## THE TASK
One line at a time, check the entries below for the word "boutonniere", and copy each line that has it.

## DATASET EXCERPTS
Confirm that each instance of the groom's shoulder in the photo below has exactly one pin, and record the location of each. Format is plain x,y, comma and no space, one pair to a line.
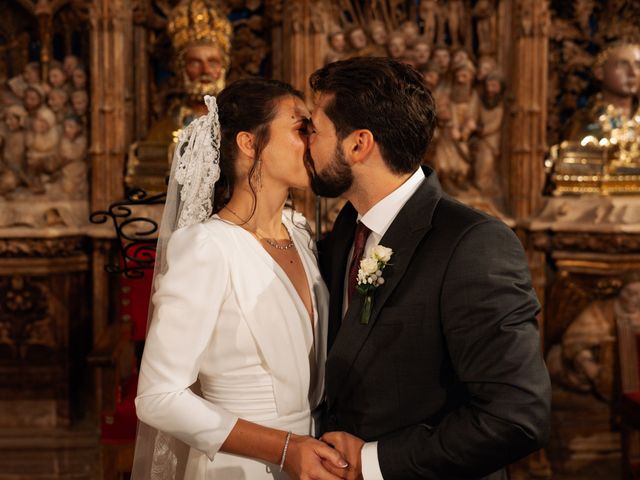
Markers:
453,215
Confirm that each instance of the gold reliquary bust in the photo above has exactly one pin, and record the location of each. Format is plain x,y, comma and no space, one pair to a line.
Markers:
201,40
601,150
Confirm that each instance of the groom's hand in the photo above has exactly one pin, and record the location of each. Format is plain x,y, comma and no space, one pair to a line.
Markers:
350,447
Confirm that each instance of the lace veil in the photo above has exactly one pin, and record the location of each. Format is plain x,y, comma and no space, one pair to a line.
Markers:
194,172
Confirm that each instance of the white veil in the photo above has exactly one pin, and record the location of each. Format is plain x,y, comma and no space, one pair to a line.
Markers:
194,172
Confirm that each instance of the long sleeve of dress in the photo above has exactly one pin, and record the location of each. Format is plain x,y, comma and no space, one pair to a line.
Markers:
186,307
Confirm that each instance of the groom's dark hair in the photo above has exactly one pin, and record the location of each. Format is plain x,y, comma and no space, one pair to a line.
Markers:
384,96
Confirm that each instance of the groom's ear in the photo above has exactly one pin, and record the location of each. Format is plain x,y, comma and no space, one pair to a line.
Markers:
245,143
362,145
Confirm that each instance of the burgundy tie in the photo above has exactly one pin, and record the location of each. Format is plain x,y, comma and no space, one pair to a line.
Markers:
362,233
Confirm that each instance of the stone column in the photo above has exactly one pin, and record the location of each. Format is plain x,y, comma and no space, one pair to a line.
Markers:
528,117
111,77
303,49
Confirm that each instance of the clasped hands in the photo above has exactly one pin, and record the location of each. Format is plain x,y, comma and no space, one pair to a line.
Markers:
335,456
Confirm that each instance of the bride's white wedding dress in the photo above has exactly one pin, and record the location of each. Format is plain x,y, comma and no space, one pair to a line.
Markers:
227,314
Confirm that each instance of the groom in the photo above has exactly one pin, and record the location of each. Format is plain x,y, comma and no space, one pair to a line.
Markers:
443,378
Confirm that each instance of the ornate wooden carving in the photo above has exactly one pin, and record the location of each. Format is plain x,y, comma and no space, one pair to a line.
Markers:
528,114
42,248
110,125
580,30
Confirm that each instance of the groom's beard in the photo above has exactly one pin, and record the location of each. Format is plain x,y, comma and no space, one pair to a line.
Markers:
334,180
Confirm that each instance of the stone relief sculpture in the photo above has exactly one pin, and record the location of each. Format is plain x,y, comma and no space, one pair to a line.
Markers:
437,38
582,361
605,134
38,116
593,124
200,36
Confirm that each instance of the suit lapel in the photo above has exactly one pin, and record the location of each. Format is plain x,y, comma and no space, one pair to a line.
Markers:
343,234
403,236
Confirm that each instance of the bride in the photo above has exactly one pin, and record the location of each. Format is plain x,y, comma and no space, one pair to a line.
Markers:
239,309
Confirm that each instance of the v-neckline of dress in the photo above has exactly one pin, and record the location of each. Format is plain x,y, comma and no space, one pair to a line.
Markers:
282,274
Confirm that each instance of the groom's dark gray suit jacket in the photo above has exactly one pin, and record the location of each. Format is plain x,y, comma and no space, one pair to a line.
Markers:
447,375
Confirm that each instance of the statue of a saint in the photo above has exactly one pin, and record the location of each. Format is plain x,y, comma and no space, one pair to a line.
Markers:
358,42
379,37
338,47
617,69
201,40
486,144
429,11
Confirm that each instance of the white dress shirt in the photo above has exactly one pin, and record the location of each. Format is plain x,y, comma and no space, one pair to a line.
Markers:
378,219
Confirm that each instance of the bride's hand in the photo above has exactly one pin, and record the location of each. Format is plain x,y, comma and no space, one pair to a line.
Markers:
305,456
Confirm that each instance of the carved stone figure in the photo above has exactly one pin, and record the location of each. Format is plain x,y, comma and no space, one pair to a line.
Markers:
484,13
57,77
79,78
201,39
379,37
29,77
70,63
617,69
487,137
486,65
578,362
411,33
456,21
465,103
429,14
42,148
80,104
34,98
421,51
442,57
72,156
358,41
13,144
58,102
431,74
338,47
397,47
448,158
575,362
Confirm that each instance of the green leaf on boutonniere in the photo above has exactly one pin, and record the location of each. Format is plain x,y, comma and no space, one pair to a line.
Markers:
367,307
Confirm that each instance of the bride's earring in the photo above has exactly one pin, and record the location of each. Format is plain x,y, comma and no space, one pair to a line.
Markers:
257,175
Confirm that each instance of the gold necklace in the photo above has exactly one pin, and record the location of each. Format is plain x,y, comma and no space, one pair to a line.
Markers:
268,241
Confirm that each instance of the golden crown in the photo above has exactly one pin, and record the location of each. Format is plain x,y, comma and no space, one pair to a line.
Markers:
199,22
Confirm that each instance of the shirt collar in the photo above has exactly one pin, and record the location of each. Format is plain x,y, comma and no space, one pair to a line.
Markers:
381,215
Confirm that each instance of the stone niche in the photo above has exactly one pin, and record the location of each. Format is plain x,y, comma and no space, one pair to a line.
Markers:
592,250
45,329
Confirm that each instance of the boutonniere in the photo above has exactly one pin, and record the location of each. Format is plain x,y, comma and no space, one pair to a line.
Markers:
370,277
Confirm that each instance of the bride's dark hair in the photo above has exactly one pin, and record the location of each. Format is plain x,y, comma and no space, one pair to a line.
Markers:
247,105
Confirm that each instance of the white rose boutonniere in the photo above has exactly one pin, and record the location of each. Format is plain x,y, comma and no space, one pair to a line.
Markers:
370,277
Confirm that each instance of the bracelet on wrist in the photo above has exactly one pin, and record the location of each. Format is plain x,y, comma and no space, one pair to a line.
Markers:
284,450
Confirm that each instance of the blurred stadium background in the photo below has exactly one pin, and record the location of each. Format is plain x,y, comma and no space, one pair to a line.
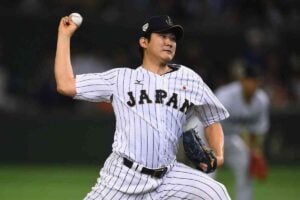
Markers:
52,147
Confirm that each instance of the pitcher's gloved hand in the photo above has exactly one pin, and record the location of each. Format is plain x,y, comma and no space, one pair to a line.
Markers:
198,152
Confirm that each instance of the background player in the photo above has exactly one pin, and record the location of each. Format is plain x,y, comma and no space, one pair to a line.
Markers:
150,104
246,127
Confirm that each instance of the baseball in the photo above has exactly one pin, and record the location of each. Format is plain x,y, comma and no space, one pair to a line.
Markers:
76,18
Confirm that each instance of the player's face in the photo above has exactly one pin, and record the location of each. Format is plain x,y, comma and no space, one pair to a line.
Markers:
162,46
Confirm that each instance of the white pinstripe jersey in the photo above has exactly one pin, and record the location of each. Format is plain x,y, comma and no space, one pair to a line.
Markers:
252,117
150,109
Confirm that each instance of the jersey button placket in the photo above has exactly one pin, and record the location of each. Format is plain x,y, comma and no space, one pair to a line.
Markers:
163,120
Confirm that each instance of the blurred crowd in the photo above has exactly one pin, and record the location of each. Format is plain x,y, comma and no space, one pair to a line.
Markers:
220,37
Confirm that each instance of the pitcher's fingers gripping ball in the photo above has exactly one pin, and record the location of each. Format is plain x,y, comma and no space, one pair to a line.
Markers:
76,18
198,152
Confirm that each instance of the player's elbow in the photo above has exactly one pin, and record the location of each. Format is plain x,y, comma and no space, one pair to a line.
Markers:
66,90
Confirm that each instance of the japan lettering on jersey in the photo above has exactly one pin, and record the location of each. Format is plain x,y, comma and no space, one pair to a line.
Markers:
150,109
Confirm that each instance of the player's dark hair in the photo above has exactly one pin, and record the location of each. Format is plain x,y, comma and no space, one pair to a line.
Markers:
141,49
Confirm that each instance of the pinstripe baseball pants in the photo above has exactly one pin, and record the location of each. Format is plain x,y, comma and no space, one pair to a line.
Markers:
117,181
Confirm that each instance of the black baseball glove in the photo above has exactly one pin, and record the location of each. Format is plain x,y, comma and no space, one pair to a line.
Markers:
198,152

## FINAL ANSWER
Confirm that each instance of the green leaf on boutonniere in the photo above has exactly one pin, and record the location of each. Format is plain x,y, comma and no space, one pair to a line.
Confirm that each instance of the boutonniere in the photo above has exactly one pin, and record the location of each. Format is plain x,y, comma and no space, one pair to a line.
Confirm that each instance of the white rose boutonniere in the photo above has exactly one pin, and record the location of each. Format is plain x,y, comma and no space, one pair to a line.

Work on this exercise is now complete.